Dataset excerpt
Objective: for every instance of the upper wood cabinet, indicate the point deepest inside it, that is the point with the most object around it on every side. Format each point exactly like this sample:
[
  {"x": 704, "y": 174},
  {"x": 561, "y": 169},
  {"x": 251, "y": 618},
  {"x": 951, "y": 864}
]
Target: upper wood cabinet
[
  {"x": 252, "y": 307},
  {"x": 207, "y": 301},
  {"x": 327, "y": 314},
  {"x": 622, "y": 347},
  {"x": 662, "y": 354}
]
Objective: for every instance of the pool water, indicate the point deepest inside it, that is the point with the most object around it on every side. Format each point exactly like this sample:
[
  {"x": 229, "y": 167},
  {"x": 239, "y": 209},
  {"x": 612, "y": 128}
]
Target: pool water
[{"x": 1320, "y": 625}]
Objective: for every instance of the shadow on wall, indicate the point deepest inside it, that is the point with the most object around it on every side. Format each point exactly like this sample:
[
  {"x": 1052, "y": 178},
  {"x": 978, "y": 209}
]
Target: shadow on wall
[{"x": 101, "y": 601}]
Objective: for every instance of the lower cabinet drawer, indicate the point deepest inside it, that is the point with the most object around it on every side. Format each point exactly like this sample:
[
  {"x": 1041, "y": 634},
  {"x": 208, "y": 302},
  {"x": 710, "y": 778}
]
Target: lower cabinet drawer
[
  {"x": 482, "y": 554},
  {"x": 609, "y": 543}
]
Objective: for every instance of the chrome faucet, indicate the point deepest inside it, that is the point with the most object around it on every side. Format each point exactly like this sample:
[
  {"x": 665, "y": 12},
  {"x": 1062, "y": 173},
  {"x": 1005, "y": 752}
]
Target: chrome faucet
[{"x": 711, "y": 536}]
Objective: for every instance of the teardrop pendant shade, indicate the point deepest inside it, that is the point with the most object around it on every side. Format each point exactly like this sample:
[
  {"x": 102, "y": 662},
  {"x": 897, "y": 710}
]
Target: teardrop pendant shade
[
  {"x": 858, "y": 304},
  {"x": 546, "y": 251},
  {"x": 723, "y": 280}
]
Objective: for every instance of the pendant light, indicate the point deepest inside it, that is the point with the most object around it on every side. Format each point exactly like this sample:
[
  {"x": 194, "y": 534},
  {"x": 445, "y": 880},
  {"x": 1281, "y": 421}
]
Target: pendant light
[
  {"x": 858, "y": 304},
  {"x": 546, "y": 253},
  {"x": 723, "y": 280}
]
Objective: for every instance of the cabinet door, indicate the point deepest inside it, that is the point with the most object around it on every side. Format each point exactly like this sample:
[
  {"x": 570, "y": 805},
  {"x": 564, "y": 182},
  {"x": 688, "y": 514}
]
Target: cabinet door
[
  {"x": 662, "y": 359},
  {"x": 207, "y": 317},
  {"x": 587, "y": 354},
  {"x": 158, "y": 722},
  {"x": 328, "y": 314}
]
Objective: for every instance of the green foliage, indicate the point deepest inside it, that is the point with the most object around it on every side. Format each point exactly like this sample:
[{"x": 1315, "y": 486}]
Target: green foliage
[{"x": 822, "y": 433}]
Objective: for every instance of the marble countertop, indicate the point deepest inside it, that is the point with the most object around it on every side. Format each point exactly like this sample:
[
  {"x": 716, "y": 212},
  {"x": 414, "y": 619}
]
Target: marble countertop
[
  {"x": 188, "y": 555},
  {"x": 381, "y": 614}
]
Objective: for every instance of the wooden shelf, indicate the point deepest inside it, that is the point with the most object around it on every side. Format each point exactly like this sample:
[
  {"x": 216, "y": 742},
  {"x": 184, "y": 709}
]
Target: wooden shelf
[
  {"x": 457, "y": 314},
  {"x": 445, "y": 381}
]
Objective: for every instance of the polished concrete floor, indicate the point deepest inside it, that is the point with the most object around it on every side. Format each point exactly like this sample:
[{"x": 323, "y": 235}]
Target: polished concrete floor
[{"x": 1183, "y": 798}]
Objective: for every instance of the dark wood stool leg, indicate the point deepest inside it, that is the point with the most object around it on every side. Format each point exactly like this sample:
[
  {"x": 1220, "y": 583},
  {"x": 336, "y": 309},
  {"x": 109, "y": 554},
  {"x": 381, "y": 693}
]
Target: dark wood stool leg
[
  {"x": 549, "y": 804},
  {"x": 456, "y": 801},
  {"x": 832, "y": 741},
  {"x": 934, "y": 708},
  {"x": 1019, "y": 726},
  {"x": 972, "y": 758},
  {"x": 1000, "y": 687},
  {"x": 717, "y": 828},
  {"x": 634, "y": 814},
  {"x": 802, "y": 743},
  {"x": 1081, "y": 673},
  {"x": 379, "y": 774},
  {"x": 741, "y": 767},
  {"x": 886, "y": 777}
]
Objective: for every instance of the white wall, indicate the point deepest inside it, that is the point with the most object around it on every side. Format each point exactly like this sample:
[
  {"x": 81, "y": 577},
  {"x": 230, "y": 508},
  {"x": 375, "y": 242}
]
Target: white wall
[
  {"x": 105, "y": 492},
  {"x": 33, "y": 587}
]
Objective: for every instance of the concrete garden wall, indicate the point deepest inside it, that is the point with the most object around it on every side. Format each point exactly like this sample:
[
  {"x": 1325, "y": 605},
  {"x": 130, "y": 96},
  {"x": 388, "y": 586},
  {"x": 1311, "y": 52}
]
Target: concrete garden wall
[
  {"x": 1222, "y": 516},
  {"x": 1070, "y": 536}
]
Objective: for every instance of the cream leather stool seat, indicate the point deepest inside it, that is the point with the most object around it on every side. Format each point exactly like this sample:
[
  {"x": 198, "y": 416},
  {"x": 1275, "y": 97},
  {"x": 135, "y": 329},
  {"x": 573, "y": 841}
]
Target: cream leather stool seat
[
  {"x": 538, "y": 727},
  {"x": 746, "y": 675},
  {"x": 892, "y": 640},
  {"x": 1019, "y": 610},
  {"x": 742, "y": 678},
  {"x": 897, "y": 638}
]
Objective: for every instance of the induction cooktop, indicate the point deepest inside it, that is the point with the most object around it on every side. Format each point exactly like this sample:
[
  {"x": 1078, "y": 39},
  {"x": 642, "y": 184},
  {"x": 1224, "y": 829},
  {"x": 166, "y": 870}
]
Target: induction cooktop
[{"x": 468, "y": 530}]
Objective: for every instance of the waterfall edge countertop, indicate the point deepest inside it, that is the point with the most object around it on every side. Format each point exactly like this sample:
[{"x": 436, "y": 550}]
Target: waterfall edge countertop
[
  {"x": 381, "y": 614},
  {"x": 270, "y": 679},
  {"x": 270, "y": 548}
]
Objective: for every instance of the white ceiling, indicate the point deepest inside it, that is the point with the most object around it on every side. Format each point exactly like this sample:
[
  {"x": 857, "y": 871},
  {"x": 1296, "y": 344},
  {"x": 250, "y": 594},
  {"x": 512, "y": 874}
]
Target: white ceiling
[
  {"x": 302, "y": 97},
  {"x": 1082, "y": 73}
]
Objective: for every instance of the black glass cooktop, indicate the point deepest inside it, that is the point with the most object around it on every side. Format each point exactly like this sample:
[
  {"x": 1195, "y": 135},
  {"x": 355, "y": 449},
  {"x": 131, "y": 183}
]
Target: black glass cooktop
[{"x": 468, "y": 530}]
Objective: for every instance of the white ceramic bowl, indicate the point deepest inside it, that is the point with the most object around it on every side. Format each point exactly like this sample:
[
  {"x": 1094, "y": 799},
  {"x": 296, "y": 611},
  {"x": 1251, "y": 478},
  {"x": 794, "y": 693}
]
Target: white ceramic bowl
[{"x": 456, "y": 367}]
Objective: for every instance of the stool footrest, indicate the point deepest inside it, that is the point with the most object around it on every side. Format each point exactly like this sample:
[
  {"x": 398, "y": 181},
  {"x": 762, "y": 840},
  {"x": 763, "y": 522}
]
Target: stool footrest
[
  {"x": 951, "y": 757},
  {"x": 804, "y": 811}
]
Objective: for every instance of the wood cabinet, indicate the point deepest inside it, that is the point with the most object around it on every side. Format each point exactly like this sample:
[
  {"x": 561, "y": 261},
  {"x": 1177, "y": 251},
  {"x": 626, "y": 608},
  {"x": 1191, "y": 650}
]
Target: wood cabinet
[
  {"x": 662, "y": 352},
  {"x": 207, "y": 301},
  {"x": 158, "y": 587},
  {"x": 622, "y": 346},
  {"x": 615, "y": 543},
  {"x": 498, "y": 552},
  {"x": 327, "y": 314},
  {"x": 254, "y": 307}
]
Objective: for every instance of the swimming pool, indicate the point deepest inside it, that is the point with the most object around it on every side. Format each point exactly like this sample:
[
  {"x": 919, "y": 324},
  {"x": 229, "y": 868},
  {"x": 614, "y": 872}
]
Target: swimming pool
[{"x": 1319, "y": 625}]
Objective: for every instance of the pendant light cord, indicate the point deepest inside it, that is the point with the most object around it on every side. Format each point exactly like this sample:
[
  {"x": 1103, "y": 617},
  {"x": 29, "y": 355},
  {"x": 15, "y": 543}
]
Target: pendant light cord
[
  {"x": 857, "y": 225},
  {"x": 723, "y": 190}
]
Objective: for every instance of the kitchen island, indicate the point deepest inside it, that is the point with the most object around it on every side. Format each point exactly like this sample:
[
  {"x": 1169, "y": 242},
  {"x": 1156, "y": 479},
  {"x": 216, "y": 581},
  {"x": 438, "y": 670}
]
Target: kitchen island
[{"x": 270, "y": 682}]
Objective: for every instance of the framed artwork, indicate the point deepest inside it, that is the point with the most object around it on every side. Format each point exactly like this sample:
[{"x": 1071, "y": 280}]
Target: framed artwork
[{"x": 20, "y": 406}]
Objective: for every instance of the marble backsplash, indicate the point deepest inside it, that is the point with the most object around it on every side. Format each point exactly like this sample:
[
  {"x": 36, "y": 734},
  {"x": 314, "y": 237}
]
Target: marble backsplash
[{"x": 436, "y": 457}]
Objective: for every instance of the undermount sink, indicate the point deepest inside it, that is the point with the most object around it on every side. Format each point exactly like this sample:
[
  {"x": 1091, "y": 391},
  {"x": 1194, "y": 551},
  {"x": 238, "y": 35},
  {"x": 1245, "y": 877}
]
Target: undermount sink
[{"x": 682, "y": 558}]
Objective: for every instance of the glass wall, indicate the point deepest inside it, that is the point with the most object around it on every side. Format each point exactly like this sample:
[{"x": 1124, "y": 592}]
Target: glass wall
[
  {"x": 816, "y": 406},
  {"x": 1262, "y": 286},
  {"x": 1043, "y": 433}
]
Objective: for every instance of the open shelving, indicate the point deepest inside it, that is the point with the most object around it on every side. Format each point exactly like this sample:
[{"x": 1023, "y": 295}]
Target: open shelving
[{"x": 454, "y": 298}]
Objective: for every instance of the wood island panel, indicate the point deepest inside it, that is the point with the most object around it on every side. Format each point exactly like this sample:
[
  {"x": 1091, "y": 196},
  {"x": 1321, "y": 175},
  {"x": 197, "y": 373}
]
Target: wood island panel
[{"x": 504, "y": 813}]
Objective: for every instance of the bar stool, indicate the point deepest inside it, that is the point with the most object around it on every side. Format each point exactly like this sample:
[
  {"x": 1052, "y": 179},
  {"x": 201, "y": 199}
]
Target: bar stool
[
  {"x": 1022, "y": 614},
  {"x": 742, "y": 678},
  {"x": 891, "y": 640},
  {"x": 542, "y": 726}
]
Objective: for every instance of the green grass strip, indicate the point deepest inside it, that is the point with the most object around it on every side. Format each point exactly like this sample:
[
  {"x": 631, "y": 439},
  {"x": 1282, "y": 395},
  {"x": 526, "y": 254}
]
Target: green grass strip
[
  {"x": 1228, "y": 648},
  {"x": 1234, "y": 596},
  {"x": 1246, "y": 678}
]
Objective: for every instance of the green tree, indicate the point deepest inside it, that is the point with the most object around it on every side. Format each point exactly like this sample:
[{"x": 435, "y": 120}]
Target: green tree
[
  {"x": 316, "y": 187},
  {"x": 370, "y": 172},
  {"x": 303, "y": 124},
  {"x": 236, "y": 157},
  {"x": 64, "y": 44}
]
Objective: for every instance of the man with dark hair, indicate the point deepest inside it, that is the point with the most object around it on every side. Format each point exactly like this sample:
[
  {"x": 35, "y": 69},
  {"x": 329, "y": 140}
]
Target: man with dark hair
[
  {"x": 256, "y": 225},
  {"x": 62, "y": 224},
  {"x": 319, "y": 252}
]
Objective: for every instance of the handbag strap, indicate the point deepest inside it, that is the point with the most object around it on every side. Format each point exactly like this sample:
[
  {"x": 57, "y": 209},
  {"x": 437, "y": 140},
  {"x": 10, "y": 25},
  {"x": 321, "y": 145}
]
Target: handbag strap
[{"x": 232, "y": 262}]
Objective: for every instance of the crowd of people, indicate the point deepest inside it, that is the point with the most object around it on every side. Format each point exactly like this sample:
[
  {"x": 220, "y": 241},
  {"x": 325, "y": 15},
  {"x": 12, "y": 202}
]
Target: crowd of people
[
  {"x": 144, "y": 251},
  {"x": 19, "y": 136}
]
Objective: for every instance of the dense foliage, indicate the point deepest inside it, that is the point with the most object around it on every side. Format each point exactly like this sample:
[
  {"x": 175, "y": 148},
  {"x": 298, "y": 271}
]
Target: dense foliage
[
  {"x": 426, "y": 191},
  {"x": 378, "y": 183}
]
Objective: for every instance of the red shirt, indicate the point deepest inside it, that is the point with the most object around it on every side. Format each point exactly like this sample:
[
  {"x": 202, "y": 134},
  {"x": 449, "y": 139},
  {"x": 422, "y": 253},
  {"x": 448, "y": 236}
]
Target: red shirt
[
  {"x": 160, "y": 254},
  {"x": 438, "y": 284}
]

## STATED GOAL
Copy the lines of the excerpt from the line with "Objective: for every instance of the red" through the final line, keeping the lines that state what to mark. Add 145 to every x and y coordinate in the answers only, and leave the format samples unchanged.

## CORRECT RESPONSE
Objective: for every instance of the red shirt, indicate the point deepest inside it, that is the point with the most object around it on every side. Format each point exactly like this sample:
[
  {"x": 202, "y": 134},
  {"x": 449, "y": 139},
  {"x": 422, "y": 253},
  {"x": 448, "y": 236}
]
Target: red shirt
[
  {"x": 305, "y": 399},
  {"x": 583, "y": 429}
]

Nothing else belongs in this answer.